[Supplied records Boundary: Start]

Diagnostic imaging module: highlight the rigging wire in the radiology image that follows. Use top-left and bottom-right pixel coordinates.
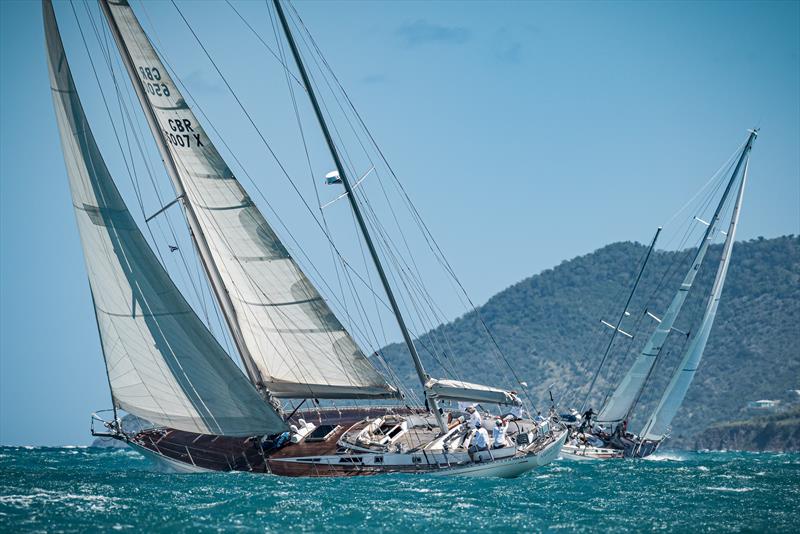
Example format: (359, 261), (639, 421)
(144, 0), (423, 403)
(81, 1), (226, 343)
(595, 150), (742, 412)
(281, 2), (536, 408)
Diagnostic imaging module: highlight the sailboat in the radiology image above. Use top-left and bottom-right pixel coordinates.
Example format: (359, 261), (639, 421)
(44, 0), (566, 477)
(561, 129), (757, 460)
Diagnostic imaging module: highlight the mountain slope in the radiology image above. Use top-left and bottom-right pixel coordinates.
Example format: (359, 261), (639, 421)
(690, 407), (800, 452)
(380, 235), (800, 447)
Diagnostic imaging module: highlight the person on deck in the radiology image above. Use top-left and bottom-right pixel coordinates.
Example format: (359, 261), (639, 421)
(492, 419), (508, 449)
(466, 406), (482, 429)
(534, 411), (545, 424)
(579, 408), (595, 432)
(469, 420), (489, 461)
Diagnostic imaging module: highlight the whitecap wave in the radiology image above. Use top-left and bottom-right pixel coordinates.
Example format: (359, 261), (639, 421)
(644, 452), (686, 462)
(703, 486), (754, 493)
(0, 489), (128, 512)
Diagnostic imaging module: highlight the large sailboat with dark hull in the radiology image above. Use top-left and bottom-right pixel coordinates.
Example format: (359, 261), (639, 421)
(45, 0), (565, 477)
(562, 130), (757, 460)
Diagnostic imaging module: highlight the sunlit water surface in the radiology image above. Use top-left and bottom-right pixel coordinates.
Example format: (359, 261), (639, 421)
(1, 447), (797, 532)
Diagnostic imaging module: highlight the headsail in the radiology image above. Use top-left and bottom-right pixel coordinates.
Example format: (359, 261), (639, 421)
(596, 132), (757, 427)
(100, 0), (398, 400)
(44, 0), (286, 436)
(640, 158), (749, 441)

[Supplied records Boundary: End]
[Supplied records Boundary: Start]

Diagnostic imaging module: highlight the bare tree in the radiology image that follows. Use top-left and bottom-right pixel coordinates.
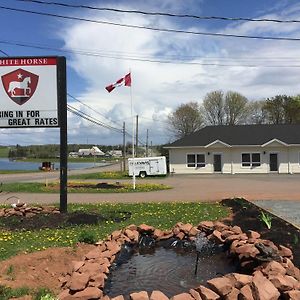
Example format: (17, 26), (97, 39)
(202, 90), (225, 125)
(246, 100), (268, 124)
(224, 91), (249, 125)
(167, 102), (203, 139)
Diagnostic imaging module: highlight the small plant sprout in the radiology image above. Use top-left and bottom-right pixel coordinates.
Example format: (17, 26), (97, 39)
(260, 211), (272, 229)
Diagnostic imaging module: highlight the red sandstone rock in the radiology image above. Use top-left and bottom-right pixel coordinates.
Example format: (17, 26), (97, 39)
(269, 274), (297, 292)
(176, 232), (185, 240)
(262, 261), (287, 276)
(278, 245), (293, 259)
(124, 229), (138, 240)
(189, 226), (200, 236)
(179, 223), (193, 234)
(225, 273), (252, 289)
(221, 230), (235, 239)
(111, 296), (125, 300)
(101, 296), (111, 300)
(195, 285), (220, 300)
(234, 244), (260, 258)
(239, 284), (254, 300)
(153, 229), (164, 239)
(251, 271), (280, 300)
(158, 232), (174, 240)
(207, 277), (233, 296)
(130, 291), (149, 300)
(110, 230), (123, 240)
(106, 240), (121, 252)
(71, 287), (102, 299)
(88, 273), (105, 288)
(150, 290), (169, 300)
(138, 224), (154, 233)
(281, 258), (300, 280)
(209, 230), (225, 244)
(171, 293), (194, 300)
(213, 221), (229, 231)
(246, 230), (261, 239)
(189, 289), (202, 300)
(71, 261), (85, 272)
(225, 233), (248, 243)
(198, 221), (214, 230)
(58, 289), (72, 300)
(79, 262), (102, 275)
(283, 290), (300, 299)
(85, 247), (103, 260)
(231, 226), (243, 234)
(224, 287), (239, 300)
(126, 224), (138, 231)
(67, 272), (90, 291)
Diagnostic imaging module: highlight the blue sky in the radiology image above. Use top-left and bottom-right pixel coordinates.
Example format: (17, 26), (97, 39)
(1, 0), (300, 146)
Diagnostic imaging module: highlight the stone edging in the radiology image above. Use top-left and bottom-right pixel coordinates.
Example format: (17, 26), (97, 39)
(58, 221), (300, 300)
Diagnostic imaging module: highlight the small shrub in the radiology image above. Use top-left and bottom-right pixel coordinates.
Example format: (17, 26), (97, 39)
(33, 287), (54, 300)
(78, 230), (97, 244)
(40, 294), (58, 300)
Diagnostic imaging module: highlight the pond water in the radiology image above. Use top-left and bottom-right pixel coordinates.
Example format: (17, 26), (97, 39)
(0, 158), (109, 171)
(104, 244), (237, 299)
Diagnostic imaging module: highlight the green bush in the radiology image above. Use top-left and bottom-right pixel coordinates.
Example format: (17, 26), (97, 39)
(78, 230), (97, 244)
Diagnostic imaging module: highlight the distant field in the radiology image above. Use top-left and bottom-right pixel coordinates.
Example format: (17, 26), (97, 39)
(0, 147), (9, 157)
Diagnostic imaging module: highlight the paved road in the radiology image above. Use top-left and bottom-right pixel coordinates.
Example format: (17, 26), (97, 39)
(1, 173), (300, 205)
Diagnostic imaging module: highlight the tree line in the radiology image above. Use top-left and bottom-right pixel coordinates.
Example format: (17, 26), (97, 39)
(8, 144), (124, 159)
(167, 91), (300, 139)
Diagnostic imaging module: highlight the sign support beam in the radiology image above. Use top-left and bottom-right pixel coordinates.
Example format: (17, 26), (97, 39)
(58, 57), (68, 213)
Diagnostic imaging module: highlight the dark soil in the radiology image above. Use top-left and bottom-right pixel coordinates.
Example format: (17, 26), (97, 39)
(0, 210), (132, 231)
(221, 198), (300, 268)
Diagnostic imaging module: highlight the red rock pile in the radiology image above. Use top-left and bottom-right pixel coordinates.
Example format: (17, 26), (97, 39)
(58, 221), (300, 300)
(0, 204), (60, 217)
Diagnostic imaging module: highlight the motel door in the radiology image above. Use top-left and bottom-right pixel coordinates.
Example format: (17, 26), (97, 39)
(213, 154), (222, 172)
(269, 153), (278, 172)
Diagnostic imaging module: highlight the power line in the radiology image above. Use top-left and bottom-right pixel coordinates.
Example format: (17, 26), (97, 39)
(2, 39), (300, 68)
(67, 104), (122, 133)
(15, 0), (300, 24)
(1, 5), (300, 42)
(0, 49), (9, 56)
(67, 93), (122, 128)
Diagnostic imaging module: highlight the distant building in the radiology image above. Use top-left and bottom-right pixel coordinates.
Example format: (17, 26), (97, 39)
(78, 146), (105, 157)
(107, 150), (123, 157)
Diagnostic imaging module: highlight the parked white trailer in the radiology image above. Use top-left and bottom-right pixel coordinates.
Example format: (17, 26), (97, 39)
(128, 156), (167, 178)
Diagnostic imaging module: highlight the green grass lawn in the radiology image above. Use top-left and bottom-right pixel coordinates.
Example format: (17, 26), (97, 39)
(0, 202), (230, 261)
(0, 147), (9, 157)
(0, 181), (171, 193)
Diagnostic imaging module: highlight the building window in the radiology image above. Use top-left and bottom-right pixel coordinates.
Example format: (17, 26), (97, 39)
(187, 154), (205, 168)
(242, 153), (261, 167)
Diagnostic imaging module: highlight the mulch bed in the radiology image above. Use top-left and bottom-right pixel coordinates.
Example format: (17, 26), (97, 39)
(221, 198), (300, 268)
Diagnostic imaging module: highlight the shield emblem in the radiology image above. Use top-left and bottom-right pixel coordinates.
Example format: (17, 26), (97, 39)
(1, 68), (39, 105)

[Supplied records Boundary: End]
[Supplied records Boundary: Start]

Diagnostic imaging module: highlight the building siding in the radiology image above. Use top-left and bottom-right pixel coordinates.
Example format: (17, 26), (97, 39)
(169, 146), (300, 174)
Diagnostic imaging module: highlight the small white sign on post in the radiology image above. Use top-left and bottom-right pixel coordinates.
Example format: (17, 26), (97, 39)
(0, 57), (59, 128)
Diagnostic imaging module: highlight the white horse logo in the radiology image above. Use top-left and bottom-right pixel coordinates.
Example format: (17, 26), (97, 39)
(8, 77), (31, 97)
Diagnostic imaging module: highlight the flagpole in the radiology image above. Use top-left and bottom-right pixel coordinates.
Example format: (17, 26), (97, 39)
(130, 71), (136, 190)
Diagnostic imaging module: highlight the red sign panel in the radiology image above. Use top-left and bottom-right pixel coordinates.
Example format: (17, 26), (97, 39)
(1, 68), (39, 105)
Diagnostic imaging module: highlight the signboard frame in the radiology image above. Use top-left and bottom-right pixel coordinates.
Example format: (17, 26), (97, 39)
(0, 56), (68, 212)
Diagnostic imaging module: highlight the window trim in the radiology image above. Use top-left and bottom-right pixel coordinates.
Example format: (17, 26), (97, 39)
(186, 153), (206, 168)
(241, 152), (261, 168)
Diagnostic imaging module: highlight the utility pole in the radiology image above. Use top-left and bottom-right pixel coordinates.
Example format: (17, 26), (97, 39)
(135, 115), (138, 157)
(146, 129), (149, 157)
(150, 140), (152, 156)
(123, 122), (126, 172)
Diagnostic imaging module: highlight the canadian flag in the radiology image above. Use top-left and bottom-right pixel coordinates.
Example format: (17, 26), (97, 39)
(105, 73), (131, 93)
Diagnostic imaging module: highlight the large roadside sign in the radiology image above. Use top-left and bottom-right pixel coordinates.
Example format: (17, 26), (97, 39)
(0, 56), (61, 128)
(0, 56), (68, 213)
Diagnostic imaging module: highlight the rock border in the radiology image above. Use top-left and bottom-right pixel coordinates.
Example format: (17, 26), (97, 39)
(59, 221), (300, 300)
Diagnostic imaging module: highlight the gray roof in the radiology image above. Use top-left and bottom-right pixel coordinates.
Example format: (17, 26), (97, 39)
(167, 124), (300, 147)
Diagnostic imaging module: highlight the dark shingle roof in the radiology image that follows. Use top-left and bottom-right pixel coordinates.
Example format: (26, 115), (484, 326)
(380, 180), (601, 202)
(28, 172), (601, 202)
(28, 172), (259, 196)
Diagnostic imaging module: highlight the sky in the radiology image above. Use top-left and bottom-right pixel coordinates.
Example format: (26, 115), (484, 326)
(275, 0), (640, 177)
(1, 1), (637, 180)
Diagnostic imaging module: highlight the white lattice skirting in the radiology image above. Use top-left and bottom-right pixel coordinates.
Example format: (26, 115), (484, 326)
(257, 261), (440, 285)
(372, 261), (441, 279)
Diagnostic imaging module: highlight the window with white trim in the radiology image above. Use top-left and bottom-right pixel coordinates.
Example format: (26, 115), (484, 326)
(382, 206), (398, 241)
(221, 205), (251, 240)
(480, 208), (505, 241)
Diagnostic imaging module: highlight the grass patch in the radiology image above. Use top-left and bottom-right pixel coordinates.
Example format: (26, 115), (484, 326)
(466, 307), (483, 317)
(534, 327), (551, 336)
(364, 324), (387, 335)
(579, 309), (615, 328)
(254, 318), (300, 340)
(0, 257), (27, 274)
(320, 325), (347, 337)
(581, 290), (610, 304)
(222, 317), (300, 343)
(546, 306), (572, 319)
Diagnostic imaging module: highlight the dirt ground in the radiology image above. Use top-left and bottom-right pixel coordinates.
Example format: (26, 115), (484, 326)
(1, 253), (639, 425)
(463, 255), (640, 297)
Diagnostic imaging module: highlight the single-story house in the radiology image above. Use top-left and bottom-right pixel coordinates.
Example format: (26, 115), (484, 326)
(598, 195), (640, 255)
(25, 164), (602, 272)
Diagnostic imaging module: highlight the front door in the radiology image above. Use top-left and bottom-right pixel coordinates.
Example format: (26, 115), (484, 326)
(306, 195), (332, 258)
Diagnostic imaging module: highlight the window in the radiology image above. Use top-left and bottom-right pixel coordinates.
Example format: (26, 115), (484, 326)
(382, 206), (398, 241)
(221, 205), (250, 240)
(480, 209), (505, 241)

[Supplied records Boundary: End]

#### Description of the task:
Return each line of the preceding material in which "building" can be found.

#### Solution to the exercise:
Diagnostic imaging module: highlight the distant building in the radiology image above. Use top-left and bottom-right pixel coordinates.
Diagnostic imaging module: highlight the building window in the radiology image above. Use top-left and bottom-right pixel coordinates.
Diagnostic imaging module: highlight the building siding in the radiology image above. Use top-left and bottom-right pixel coordinates.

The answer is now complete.